#### OBJECTIVE
Turn the stretch of the records from the start through the line that contains "51 171 102 194" into a numbered list, leaving out any blank lines.

#### INFORMATION PROVIDED
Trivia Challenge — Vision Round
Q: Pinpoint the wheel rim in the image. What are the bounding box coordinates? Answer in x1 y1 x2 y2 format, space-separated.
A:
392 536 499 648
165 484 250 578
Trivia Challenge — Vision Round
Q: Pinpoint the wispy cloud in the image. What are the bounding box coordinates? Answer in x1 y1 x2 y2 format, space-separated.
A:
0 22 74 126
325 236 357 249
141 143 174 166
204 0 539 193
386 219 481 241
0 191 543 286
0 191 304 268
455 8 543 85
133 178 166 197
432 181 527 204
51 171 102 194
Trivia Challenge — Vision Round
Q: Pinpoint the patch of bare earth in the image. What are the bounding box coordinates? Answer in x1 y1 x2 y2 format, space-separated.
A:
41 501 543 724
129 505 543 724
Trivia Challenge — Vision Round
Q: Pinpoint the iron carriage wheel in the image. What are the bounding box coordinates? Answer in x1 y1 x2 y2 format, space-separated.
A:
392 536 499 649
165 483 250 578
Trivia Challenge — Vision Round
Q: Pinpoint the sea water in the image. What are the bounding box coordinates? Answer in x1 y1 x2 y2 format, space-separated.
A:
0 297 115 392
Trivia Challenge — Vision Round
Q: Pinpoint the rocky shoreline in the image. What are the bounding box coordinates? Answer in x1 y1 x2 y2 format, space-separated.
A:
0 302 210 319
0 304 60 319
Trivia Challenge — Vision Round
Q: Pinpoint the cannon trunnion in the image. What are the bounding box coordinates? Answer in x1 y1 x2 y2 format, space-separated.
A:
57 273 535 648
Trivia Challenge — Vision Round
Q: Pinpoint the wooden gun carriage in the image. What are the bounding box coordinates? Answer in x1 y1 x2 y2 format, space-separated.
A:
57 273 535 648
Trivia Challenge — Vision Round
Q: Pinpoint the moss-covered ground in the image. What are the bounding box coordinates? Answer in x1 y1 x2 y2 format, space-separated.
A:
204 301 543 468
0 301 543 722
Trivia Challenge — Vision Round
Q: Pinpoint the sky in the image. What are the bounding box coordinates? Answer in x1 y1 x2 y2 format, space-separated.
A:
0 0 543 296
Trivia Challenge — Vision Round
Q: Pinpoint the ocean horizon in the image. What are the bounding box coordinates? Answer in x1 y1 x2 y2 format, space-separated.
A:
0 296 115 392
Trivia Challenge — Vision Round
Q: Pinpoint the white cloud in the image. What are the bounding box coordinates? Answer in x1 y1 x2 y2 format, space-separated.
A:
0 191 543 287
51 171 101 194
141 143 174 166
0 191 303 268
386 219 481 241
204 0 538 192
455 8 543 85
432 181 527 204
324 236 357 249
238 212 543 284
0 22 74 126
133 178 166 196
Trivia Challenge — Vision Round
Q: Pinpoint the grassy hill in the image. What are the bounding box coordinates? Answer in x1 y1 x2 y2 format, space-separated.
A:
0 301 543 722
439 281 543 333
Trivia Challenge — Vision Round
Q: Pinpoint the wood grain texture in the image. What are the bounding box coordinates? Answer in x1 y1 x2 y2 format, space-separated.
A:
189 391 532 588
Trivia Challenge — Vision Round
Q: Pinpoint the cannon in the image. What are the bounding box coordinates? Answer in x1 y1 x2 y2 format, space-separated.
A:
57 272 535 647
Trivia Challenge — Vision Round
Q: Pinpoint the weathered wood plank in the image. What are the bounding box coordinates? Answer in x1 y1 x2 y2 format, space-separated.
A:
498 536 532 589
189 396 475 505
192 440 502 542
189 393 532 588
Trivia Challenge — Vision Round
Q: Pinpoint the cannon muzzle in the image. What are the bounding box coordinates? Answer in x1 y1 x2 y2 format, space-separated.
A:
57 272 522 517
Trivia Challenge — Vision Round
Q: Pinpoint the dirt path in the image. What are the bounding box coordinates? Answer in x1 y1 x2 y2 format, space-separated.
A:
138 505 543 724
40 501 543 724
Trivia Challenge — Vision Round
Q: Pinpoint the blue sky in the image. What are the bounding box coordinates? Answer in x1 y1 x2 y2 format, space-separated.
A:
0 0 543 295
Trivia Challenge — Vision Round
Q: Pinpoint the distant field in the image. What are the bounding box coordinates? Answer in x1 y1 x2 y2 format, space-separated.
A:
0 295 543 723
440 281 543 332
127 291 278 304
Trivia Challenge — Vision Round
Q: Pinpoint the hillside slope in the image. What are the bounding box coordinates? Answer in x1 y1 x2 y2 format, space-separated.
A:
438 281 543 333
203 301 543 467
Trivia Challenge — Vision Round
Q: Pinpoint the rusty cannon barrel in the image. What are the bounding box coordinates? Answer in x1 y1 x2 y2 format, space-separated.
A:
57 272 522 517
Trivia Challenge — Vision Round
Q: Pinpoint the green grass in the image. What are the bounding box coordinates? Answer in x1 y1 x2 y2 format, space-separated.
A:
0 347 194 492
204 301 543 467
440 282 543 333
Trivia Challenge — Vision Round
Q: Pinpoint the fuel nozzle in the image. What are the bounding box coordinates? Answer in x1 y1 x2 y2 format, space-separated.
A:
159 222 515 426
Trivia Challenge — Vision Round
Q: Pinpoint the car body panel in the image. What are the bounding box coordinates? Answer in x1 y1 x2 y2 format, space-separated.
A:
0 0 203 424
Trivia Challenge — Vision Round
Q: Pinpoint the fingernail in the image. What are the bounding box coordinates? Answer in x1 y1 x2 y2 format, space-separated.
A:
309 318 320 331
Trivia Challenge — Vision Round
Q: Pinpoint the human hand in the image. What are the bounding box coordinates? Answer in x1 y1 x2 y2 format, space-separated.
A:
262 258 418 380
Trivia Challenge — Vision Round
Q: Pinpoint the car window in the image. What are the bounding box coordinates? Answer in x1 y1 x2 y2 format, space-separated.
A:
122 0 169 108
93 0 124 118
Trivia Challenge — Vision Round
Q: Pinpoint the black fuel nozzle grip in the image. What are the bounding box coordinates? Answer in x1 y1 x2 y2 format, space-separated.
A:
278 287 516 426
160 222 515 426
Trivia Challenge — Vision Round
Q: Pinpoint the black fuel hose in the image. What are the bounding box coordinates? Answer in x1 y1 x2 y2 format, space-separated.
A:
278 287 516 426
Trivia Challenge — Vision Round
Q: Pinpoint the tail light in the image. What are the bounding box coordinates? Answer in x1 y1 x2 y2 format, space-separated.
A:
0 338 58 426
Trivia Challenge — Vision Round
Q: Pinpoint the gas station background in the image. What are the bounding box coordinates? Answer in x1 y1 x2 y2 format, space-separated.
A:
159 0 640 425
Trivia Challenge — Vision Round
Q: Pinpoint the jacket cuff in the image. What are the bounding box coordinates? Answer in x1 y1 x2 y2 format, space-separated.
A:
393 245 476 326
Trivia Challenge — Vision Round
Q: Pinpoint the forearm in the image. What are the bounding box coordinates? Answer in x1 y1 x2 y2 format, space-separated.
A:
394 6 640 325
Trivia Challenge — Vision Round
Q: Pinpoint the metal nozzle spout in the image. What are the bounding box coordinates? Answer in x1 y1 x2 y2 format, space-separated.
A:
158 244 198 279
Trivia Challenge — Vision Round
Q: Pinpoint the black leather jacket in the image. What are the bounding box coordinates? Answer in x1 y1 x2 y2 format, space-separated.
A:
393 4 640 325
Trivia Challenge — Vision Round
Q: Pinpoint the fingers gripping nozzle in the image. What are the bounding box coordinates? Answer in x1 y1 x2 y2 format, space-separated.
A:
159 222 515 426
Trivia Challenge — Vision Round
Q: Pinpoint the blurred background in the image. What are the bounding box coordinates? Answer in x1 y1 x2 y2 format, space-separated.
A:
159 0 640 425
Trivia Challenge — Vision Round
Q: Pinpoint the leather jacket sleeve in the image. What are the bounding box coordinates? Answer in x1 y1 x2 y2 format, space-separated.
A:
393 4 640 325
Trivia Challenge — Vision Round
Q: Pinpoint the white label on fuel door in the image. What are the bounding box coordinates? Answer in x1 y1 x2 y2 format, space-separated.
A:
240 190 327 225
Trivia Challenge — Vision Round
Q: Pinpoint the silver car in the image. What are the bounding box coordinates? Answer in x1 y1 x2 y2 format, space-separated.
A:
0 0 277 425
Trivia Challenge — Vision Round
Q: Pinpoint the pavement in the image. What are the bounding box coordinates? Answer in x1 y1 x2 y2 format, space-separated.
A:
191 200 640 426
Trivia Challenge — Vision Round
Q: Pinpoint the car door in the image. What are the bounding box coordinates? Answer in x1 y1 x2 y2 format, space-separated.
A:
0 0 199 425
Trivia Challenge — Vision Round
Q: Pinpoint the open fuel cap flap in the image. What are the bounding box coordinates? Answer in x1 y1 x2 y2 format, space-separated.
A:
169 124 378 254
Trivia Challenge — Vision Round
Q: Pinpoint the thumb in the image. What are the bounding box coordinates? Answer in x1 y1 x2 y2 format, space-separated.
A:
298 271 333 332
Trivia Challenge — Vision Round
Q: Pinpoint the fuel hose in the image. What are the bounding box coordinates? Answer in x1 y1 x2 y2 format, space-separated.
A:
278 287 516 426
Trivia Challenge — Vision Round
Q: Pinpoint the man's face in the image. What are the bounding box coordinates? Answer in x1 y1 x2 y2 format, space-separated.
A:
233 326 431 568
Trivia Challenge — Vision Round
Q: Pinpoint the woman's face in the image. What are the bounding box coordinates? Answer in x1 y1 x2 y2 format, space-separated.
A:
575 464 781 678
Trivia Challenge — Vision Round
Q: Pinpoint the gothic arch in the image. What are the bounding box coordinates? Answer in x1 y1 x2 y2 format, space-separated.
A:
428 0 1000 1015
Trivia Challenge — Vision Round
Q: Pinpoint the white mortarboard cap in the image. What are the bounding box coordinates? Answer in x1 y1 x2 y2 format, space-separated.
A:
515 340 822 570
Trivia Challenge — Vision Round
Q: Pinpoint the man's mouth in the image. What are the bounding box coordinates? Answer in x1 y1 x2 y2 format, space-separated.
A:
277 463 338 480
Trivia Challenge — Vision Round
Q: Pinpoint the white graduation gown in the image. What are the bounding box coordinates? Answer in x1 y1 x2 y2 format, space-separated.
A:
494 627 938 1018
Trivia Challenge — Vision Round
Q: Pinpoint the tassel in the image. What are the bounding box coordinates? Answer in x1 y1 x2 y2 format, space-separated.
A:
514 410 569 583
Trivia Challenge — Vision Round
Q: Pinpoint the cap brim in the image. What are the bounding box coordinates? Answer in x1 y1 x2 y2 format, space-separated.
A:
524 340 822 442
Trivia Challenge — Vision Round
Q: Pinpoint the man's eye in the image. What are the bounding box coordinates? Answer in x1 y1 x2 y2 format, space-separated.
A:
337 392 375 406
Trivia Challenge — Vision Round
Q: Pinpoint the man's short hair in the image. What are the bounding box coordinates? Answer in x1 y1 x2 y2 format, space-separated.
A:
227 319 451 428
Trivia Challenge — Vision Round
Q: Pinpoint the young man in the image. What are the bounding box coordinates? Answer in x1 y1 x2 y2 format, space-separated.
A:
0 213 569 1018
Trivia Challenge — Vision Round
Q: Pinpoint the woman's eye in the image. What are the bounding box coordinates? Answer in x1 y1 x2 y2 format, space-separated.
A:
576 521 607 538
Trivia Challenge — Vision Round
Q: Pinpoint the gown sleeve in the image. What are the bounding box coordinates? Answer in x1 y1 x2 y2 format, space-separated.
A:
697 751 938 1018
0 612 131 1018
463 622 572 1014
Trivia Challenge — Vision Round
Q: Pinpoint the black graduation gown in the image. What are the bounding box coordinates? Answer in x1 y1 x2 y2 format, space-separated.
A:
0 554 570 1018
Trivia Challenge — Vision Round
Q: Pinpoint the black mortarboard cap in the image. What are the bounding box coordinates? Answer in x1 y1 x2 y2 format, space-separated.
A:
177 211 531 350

#### RESULT OF THE TASK
1. Trivia Challenge — Vision Round
2. Q: Pinpoint the wheel rim in the image. What are the bounding box coordinates? Answer in x1 y1 x2 y2 format, space-separated.
3. A:
4. 392 536 499 648
5. 165 484 250 578
6. Trivia Challenge — Vision Round
7. Q: Pinpoint the wispy cloud in the image. What are the bounding box coordinates? Answer in x1 y1 x2 y2 format, space-separated.
8. A:
9. 0 22 74 126
10. 325 236 357 249
11. 141 143 174 166
12. 204 0 539 193
13. 386 219 481 241
14. 0 191 543 286
15. 0 191 304 268
16. 455 8 543 85
17. 133 178 166 197
18. 432 181 527 204
19. 51 171 102 194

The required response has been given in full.